Problem details => Reproduce word for word the lines of the listing below, starting at the line that contains "tomato half visible" and ending at the final line, including both.
## Start Input material
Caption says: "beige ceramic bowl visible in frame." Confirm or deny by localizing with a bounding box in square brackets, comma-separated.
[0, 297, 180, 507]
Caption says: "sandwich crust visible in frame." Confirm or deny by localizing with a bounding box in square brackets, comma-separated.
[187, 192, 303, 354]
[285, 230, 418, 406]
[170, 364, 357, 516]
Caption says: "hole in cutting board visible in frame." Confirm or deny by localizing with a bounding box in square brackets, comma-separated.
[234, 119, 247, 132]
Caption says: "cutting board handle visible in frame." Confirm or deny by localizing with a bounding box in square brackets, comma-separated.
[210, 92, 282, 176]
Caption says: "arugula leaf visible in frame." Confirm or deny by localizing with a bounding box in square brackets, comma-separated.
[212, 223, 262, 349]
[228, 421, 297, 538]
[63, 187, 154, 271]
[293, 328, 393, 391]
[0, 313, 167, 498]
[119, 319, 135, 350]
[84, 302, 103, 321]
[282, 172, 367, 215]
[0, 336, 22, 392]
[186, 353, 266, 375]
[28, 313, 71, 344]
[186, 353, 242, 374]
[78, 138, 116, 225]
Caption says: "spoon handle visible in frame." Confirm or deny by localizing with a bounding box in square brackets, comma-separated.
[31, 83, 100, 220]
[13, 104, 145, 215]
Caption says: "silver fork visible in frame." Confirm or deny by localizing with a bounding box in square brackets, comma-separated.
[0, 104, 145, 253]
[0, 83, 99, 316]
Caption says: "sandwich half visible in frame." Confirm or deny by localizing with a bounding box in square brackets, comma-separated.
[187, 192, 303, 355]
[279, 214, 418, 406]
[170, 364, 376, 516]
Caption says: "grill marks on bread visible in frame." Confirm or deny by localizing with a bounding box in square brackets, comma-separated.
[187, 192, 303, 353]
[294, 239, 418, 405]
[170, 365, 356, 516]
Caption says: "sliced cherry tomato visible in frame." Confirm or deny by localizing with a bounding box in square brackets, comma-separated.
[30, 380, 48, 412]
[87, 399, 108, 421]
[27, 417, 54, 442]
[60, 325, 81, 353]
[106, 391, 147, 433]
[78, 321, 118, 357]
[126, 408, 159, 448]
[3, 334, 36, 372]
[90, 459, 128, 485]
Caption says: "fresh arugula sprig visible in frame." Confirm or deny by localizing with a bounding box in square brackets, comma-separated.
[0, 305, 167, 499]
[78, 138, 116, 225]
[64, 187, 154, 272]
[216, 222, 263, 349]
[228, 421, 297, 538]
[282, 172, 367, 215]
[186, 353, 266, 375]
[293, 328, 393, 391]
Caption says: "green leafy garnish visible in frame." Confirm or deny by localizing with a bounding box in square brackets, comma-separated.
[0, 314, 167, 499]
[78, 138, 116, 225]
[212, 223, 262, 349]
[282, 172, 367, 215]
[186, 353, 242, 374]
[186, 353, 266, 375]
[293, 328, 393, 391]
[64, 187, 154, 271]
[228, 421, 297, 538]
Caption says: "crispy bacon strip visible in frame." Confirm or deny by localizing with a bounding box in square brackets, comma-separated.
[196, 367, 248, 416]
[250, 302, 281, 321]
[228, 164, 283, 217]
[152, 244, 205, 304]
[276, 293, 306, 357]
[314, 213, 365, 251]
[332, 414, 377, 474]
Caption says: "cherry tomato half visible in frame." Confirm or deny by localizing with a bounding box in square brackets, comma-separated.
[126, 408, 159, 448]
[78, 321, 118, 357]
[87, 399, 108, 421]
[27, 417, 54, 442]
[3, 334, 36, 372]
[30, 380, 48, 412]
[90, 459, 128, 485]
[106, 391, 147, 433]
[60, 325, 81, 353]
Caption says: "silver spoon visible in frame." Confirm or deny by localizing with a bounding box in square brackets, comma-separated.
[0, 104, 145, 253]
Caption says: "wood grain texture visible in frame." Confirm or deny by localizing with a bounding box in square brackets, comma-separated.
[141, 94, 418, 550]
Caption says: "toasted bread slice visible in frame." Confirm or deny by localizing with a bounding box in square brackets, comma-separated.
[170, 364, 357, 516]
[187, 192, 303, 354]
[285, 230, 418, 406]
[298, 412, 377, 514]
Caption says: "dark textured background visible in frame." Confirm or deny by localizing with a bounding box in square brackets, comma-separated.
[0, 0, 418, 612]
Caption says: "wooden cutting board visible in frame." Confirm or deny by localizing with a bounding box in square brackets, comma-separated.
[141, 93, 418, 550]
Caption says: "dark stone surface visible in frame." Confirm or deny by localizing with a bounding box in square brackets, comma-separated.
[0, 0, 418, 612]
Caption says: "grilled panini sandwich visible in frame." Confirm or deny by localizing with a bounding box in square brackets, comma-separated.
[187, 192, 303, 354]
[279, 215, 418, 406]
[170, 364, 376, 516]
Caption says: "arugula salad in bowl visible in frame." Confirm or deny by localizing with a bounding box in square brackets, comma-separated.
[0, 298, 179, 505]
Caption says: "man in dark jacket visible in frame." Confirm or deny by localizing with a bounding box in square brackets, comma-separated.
## End Input material
Finished answer =>
Caption says: "cherry tomato half visible in frame." Confirm or deny by localizing with a bounding box in square brackets, comma-separated.
[126, 408, 159, 448]
[78, 321, 118, 357]
[87, 399, 108, 421]
[27, 417, 54, 442]
[3, 334, 36, 372]
[30, 380, 48, 412]
[90, 459, 128, 485]
[106, 391, 147, 433]
[60, 325, 81, 353]
Caption says: "silver spoon visible in frame." Confirm or deny by localizing with a bounding box in square brackets, comma-separated.
[0, 104, 145, 253]
Caption says: "wood grain texture visible in frame." Confirm or deny by localizing with a bounding box in square brackets, comma-separated.
[141, 94, 418, 550]
Caption says: "toasted bread slice visible in frame." Confirm or deny by localizing with a bounding box in square brackets, comma-separated.
[170, 364, 357, 516]
[187, 192, 303, 354]
[285, 230, 418, 406]
[298, 412, 377, 514]
Caption says: "dark textured background visible in frame." Confirm or deny by localizing with a bounding box in square brackets, comma-separated.
[0, 0, 418, 612]
Caption says: "wooden cutting board visible in frame." Confirm or deny by localizing with a bounding box in square brackets, comma-separated.
[141, 93, 418, 550]
Caption says: "dark stone surface visible in frame." Confirm or deny by localizing with a bounding box in square brackets, comma-separated.
[0, 0, 418, 612]
Caption says: "grilled panini sandwich visible in frame." Confirm or deny by localizing with a bounding box in square brackets, comma-separated.
[187, 192, 303, 354]
[279, 215, 418, 406]
[170, 364, 376, 516]
Caption says: "arugula salad in bowl visible in frame." Confirm or deny by localizing with a bounding box in square brackets, comma-separated.
[0, 298, 179, 505]
Caption says: "man in dark jacket visible in frame." Confirm or deny by localizing with a bounding box in square brackets, comma-separated.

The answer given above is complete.